Problem to work on:
Transcribe, word for word, all of the entries below, and exclude any pictures from the copy.

Images for object localization
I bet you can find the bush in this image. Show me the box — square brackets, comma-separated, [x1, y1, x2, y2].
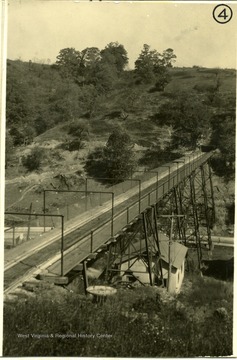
[60, 138, 85, 152]
[22, 147, 44, 171]
[67, 120, 89, 138]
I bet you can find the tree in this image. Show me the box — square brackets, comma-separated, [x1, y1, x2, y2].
[100, 42, 129, 74]
[153, 70, 171, 91]
[103, 129, 136, 182]
[56, 48, 84, 79]
[81, 47, 101, 68]
[210, 111, 235, 178]
[135, 44, 173, 89]
[135, 44, 158, 83]
[162, 48, 177, 68]
[49, 82, 81, 122]
[156, 93, 212, 149]
[85, 129, 136, 182]
[85, 61, 118, 92]
[78, 85, 99, 118]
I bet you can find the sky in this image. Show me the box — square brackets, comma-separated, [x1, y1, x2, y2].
[6, 1, 237, 69]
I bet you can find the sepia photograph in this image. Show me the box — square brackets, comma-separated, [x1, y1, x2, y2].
[2, 0, 236, 356]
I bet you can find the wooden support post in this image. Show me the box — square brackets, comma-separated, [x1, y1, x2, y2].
[168, 215, 174, 293]
[66, 204, 69, 221]
[85, 179, 88, 211]
[26, 203, 32, 241]
[90, 230, 93, 253]
[43, 190, 46, 232]
[138, 180, 141, 213]
[83, 261, 89, 295]
[12, 222, 15, 247]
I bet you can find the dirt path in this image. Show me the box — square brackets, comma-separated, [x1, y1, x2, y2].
[5, 185, 39, 210]
[5, 171, 54, 185]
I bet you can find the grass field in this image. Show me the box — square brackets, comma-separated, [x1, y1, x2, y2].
[3, 266, 233, 357]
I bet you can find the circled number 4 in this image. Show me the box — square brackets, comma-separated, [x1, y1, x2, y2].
[218, 8, 229, 20]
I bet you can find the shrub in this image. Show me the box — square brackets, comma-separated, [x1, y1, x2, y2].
[22, 147, 44, 171]
[60, 138, 85, 152]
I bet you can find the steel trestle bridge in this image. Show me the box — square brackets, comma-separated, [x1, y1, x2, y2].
[4, 151, 216, 295]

Answer box:
I bet you can find the bush in this image. Show me the box — square brackets, comma-separated, [x1, y1, x2, y2].
[60, 138, 85, 152]
[22, 147, 44, 171]
[67, 120, 89, 138]
I bet you can find the tree in this image. Show me the box — square brackets, comma-separated, [x1, y1, x2, y2].
[100, 42, 129, 74]
[153, 70, 171, 91]
[103, 129, 136, 182]
[56, 48, 84, 79]
[81, 47, 101, 68]
[210, 111, 235, 178]
[135, 44, 173, 89]
[135, 44, 158, 83]
[162, 48, 177, 68]
[49, 82, 81, 122]
[156, 93, 212, 149]
[85, 129, 136, 182]
[85, 61, 118, 92]
[78, 85, 99, 118]
I bet you can find the sky in this image. Show me the box — square brackets, comma-separated, [x1, y1, x2, y2].
[6, 1, 237, 69]
I bet you can find the sepia photograph in this image. Show me the box — square brackets, comma-separated, [x1, y1, x2, y2].
[2, 0, 236, 356]
I bet you can find the wooden support post in this image. Show me the box — square brackets, comma-separated, [x1, y1, x2, y2].
[168, 215, 174, 293]
[66, 204, 69, 221]
[85, 179, 88, 211]
[26, 203, 32, 241]
[90, 230, 93, 253]
[43, 190, 46, 232]
[138, 180, 141, 213]
[83, 261, 89, 295]
[12, 222, 15, 247]
I bet you can find the dirt path in this image. Show me the box — square brackets, comma-separated, [x1, y1, x2, y2].
[5, 185, 39, 210]
[5, 171, 54, 185]
I bet you can find the grass field in this image. Show me the box — square brackets, comma-separated, [x1, y1, x2, y2].
[3, 266, 233, 357]
I bet you can find the circled number 4 in this image. Show me the box — square brackets, comma-separated, [x1, y1, x2, y2].
[218, 8, 229, 20]
I bet you can find the shrub in this image. Show me the box — square brackets, comma-separated, [x1, y1, x2, y2].
[22, 147, 44, 171]
[60, 138, 85, 152]
I bet you can find the steel trestle bridge in this image. Show me the box — square brackets, comma-separated, [x1, y1, x2, y2].
[4, 151, 216, 295]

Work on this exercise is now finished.